**Text segment**
▶

Published: 5/12/2019 12:05:17 AM
For too long, America has been witness to a human tragedy along its southern border. What has gone largely unnoticed is the accompanying environmental tragedy.
In 2005, amid post-9/11 fear, President George W. Bush signed the Real ID Act, which gave the secretary of homeland security the authority to override scores of environmental laws. It was all done in the alleged interest of keeping us safe.
To build and extend The Wall, the act has allowed Homeland Security to supersede nearly 50 acts, among them laws protecting national environmental policy, endangered species, clean water, migratory birds, historic preservation, clean air, safe drinking water, wild and scenic rivers, wilderness, fish and wildlife, national parks, eagle protection and Native American religious freedom.
Many species, including pronghorn antelope, ocelots, jaguars and Mexican bighorn sheep, face death, genetic isolation and potential extinction caused by barriers that don’t keep out humans but do keep out wildlife.
The border wall, in most cases, is folly. It should be removed, not expanded. But if that doesn’t happen, effort must be made to preserve the species, plant and animal, whose existence is endangered by the president’s plan to put another brick in The Wall.
Border patrol agents in trucks and on ATVs carve tracks in land that take centuries to heal. The Wall strands rare turtles and other creatures that drown when they can’t escape flooding. It prevents seed carriers like peccaries, a member of the pig family, from dispersing plants, threatening their survival as the climate changes.
Some birds, like a threatened species of burrowing owl, fly no higher than 13 feet but The Wall often rises 15 feet or more. Toads and other creatures en route to ancient breeding sites throw themselves against The Wall until they die.
Low, X-shaped barriers that prevent vehicles from passing would allow wildlife to pass and could replace The Wall in areas where humans rarely try to gain entry.

◀

Segmentation mask data
▶

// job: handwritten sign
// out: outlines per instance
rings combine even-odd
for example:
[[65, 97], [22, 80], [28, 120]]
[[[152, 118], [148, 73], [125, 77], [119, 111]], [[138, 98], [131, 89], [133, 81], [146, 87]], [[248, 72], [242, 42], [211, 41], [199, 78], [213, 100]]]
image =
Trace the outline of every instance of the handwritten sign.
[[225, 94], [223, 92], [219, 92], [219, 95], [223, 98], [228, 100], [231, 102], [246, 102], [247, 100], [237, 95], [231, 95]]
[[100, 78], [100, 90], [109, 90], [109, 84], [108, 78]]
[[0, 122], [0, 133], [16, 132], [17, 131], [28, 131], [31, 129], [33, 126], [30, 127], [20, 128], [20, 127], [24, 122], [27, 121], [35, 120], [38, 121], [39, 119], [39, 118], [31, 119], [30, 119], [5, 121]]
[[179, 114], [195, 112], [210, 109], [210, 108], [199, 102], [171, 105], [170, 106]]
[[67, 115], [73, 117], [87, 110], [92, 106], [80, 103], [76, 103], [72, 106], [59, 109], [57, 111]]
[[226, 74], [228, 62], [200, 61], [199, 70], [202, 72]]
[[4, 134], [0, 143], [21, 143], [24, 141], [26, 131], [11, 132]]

◀

**Activity list**
1. Summarize the border wall piece in two sentences.
2. Continue the border wall piece from its last sentence.
These records have no connection to the border wall piece.

**Answers provided**
1. The 2005 Real ID Act let the homeland security secretary override nearly 50 laws, including environmental ones, to build and extend The Wall along the southern border. The barriers and patrol activity endanger wildlife such as pronghorn, jaguars, low-flying owls and toads, and the piece argues that The Wall should be removed or replaced with low, X-shaped vehicle barriers in areas where people rarely cross.

2.
Attempts to create openings in The Wall in historic wildlife corridors have apparently been considered but rebuffed by authorities. Such openings, as well as environmentally fragile areas, could be better monitored remotely with sensors, satellites, drones or the equivalent of agents in tree stands or fire towers than with border patrol agents and vehicles.
The human tragedy on the border is real and growing as more desperate families flee north to escape violence, food shortages and government corruption. It’s led to horrors once thought impossible in the United States of America in the 21st century: thousands of children separated from their families and held in jail-like detention camps, fenced-in tents, empty warehouses, a former Walmart store and a massive Florida shelter on an Army base run by a for-profit corporation.
Every year, Border Patrol figures show, about 300 immigrants die after crossing the border. Their deaths and the plight of the illegal immigrants are well-publicized. The silent slaughter of Southwestern wildlife and possible extinction of plants and animals has not been.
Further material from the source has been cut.